→ **Task brief**
How might the article on New Hampshire's shortage of lawyers for poor criminal defendants go on from its last paragraph? Continue it from there.

→ **Extract to read**
★ ★ ★ ★
Late last year, several of the state’s most experienced attorneys accepted an urgent invite to the state Supreme Court’s conference room. The state Supreme Court justices, including Chief Justice Gordon MacDonald, made a big ask. 

 

Crushing caseloads had driven a mass exodus of public defenders, leaving 185 criminal defendants too poor to hire an attorney facing incarceration with no one to defend them. Would the lawyers around the table take some of those cases for as little as $60 an hour, a fraction of the $350 to $450 hourly rate their firms typically charge. And regardless of how much time and staff each case took, their

capped at $1,400 for a misdemeanor and $4,100 to $8,000 for felonies.

 

All said yes. One, Michael Ramsdell, a former criminal prosecutor now at Sheehan Phinney, delayed his retirement to take several. While this mitigated the crisis, it has not resolved it. Legal advocates say it is now time for lawmakers to step in and fulfill their constitutional obligation to provide indigent clients facing incarceration a free lawyer.

 

The state Supreme Court, New Hampshire Judicial Council, and New Hampshire Public Defender program say it’s critical the state increase the hourly rates and caps on payments and make permanent the temporary pay raises public defenders received.

 

Raising the rates and caps is estimated to cost $3.6 million annually according to the New Hampshire Judicial Council, which oversees the indigent defense program. Without the increase, recruiting and retaining lawyers for indigent defendants will remain a significant challenge, legal advocates said. Making the temporary pay raises to public defenders permanent is estimated to cost $2.3 million annually.

 

“Right now we are just treading water,” said Supreme Court Justice Patrick Donovan, who is heading up the court’s Criminal Defense Task Force, formed a year ago to address the crisis. “We need more resources. We need more attorneys to start taking these cases. But people can’t afford to take these cases and make a living because you are not just losing money with that case, but also losing money on other cases that you can’t accept while doing that case.”
★ ★ ★ ★
→ **Record list**
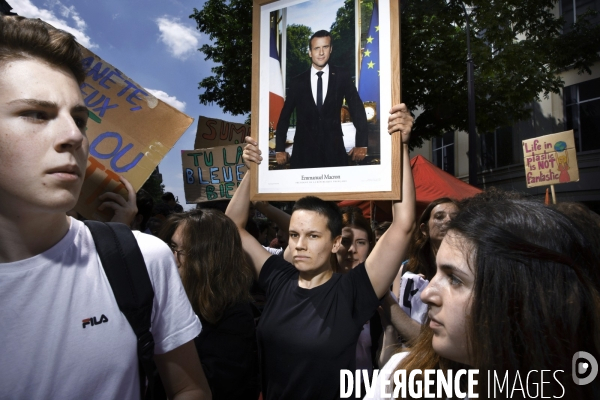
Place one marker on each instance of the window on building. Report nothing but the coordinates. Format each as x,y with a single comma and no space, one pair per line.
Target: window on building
571,9
443,152
582,113
497,148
★ ★ ★ ★
→ **Result for this exercise**
Asked about increasing the hourly rate increases, Gov. Chris Sununu’s chief of staff, Jayne Millerick, said he has already supported additional funding for indigent defense and “remains committed to the exceptional New Hampshire indigent defense program and the outstanding attorneys that work tirelessly to represent their clients. Given that the assigned attorneys rates haven’t increased for decades, Governor Sununu is supportive of this process moving forward to seek additional funds from the legislature for the proposed hourly rate increases.”

 

His position on making the temporary pay raises to public defenders permanent remains a question.

 

“The Governor is not yet prepared to make long-term financial commitments through general funds relative to the request by the state’s public defender program, given economic uncertainty,” his office said in an email.

 

But it is legislators who must first agree to include increases in the state budget. 

 

One, Rep. Bob Lynn, a Windham Republican member of the House Fiscal Committee, said he’d be open to budget increases but would want specifics, including the extent the state is relying on contract attorneys, which sign agreements with the state to take cases at reduced rates. He would also want to know how the proposed hourly payment compares the going rate for attorneys.

 

“I understand the importance of the entire indigent defense program,” said Lynn, a retired superior court judge. “$60 an hour seems pretty low for an attorney’s compensation. I could be proven wrong on that, but I would be surprised.”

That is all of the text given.